Descrizione del compito :: Riporta parola per parola il tratto del racconto di viaggio riportato più sotto che va da "Parto da Roma" fino a "ho davanti: scendo.".

Estratto ::
Autore: Andrea Genzone

Parto da Roma verso le sette di sera con l’idea di viaggiare finché dura l’ultima luce e poi dormire qualche ora, per poter guidare nella notte, quando le strade son vuote e in giro s’incontra soltanto chi deve e chi vuole.
Devo risalire fino a Milano e assolutamente NIENTE AUTOSTRADA.
E non è così facile come dirlo, ché ci vuole la cartina e l’intuito. Io la cartina ce l’ho, ma tant’è che nel giro di 10 minuti, cercando di passare dalla Portuense all’Aurelia, mi ritrovo che la via è chiusa: davanti alle ruote sfuma l’asfalto e si fa sabbia. Spengo il motore ed è la prima sosta fuori programma del piccolo viaggio che ho davanti: scendo.
La spiaggia è un mosaico di detriti che si sono mischiati tra loro; che sebbene siano diversi e diversa sia la loro storia passata, uniti sono qualcosa di importante e riconoscibile, come una famiglia, come l’immondizia: legni secchi intrappolati tra le maglie logore di reti da pesca stracciate e aggrovigliate, vetri, frammenti di conchiglie tutt’altro che rare, lattine di Moretti mezzo sepolte... e in un angolo, quasi nascosta dietro al muretto di una casa, c’è una montagna di altri detriti che il mare, il vento, o il custode hanno sapientemente radunato. L’odore è forte, odore di mare rappreso; mare, comunque.

Estratti del dataset ::
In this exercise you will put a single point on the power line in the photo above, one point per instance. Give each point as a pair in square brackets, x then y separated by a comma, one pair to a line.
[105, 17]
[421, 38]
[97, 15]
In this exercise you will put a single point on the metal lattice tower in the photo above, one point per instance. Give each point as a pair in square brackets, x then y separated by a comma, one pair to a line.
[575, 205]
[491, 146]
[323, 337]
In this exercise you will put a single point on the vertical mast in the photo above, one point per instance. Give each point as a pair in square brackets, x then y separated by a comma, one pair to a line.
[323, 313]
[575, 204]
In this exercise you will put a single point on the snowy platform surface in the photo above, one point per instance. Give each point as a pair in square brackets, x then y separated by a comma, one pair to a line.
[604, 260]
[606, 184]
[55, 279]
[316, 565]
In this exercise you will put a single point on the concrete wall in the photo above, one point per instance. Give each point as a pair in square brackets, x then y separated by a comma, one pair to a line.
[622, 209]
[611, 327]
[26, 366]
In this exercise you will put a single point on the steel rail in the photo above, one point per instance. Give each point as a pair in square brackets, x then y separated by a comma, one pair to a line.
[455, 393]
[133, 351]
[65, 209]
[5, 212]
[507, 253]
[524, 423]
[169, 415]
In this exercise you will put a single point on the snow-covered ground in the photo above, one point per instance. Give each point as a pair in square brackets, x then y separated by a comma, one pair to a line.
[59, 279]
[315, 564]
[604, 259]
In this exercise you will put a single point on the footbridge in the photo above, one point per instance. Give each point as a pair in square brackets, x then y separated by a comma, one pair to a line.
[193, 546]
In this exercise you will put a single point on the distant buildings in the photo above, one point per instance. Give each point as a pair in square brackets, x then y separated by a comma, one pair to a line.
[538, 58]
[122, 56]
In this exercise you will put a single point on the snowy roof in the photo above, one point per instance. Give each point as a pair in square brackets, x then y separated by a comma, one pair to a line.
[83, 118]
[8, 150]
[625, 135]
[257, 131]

--

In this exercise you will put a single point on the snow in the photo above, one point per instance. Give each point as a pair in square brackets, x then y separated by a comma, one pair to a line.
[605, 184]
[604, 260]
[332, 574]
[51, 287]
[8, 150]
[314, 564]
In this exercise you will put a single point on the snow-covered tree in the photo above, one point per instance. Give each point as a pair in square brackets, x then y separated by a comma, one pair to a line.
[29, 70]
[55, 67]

* * *

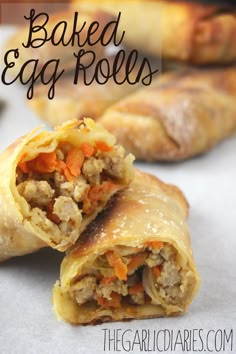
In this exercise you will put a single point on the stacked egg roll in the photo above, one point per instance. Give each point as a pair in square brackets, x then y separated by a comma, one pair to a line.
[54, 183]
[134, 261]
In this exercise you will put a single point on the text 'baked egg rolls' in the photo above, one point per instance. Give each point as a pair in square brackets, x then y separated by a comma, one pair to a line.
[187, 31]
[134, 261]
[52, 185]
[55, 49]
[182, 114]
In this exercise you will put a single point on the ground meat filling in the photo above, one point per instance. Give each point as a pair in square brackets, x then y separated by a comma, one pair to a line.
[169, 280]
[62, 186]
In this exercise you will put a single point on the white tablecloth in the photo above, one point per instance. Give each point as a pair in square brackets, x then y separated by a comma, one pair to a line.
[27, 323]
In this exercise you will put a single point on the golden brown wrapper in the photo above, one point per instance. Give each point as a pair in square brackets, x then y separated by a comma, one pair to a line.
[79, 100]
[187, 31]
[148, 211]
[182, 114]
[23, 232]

Compito svolto ::
Parto da Roma verso le sette di sera con l’idea di viaggiare finché dura l’ultima luce e poi dormire qualche ora, per poter guidare nella notte, quando le strade son vuote e in giro s’incontra soltanto chi deve e chi vuole.
Devo risalire fino a Milano e assolutamente NIENTE AUTOSTRADA.
E non è così facile come dirlo, ché ci vuole la cartina e l’intuito. Io la cartina ce l’ho, ma tant’è che nel giro di 10 minuti, cercando di passare dalla Portuense all’Aurelia, mi ritrovo che la via è chiusa: davanti alle ruote sfuma l’asfalto e si fa sabbia. Spengo il motore ed è la prima sosta fuori programma del piccolo viaggio che ho davanti: scendo.